Exercise instructions: Write what comes next in the piece on conflicting Bible figures for Saul's reign and the years from the Exodus to Solomon, starting right after its last sentence.

Reading text:
###
1 Samuel 12:25; 13:1-2 RSV

""But if you still do wickednes, you shall be swept away, both you and your king. Saul was...years old when he began to reign; and he reigned...and two years over Israel. Saul chose three thousand men...

The Septuaginta omits 1 Samuel 13:1 and its data about Saul altogether:

"But if ye continue to do evil, then shall ye and your king be consumed. And Saul chooses for himself three thousand men..." 

(p. 371. 1 Kings 12:25- 13:2. Lancelot C. L. Brenton. The Septuagint With Apocrypha: Greek and English. Peabody, Massachusetts. Hendrickson Publishers. Reprint of 1851 edition published by Samuel Bagster & Sons Ltd., London)

Acts 13:21 RSV

""And for about FORTY YEARS he bore with them in the wilderness. And when he had destroyed seven nations in the land of Canaan, he gave them their land as an inheritance, for about FOUR HUNDRED AND FIFTY YEARS. And _after that he gave them judges_ until Samuel the prophet.Then they asked for a king; and God gave them Saul the son of Kish, a man of the tribe of Benjamin, for FORTY YEARS."

Acts 13:21 then CONTRADICTS 1 Kings 6:1 which avers 480 years elapsed between the Exodus and Solomon's 4th year in that it has 574 years elapsing. Which text does one believe, Kings or Acts, they both can't be right?

The Septuagint's rendering of 1 Kings 6:1 also CONTRADICTS the Massoretic Text's 480 years, for it has 440 years elapsing:

"And it came to pass in the FOUR HUNDRED AND FORTIETH YEAR after the departure of the children of Israel out of Egypt, in the FOURTH YEAR and second month of the reign of king Solomon over Israel..." 

(p. 450. 3 Kings 6:18. Lancelot C. L. Brenton. The Septuagint With Apocrypha: Greek and English. Peabody, Massachusetts. Hendrickson Publishers. Reprint of 1851 edition published by Samuel Bagster & Sons Ltd., London)
###
Rows:
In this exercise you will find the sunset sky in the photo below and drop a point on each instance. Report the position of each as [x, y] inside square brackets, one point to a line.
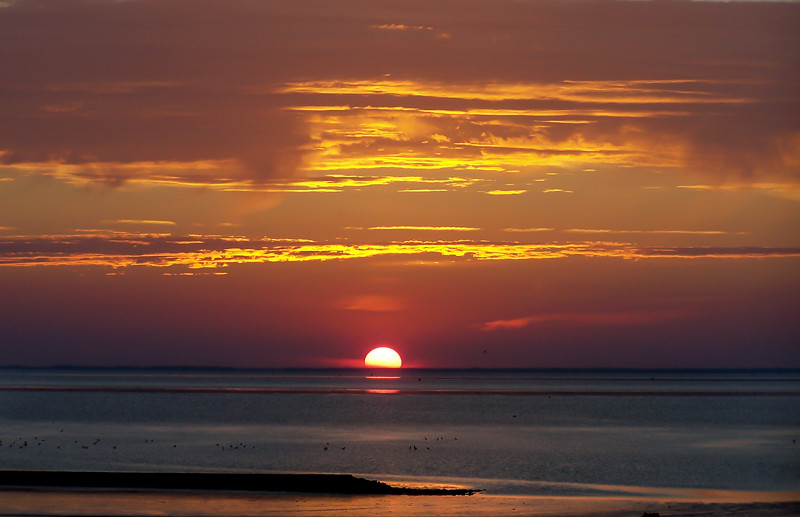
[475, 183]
###
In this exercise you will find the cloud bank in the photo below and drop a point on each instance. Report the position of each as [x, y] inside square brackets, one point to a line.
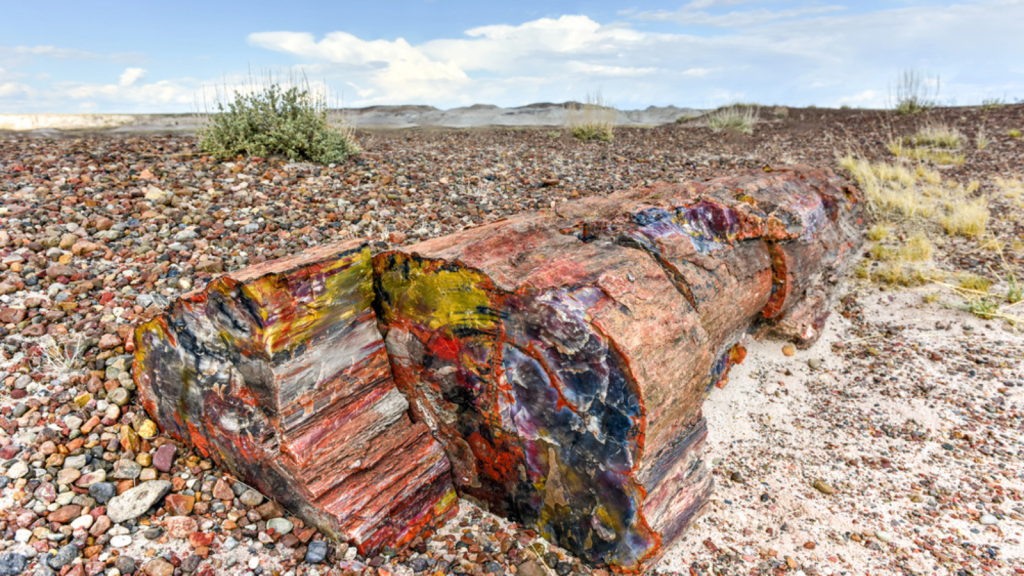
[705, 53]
###
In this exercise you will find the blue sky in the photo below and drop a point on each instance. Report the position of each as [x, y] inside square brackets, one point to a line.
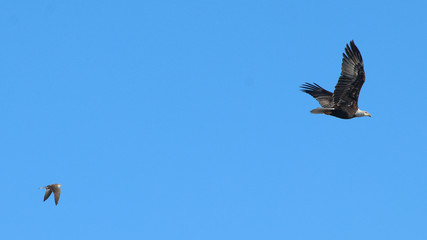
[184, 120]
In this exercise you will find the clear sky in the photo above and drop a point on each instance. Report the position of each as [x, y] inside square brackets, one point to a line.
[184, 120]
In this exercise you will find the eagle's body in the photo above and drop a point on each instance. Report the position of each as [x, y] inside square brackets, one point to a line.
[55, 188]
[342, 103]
###
Task result:
Of course, the Apologists have an answer. Only the original texts called "autographs" were inerrant but they no longer exist (How handy- we have no original texts to know what God "really" said). Later texts, over hundreds of years became riddled with man-made scribal errors and emendations. The problem with this rationale or "apologia"? It recognizes that God or his Holy Spirit were _unable_ to keep the Holy Texts error-free. Satan "the father of error" _has triumphed over God and the Holy Spirit_ by introducing to the Holy Texts man-made errors. How do we distinguish a text written by Satan as opposed by one written by God? Simple. Because Satan is the "father of error," he is incapable of composing a text that is error-free. Error is his hallmark. God on the otherhand is all-knowing and makes no error. So his compositions "ought to" stand out from Satan's by being error-free. But this is not the case with the Bible. ALL biblical recensions are riddled with errors, revealing they are not God's work, but Satan's doing. Because I do not recognize the Bible to be God's word, I also am sceptical of all its chronological data. Please click here for my article explaining why the Bible cannot be God's word.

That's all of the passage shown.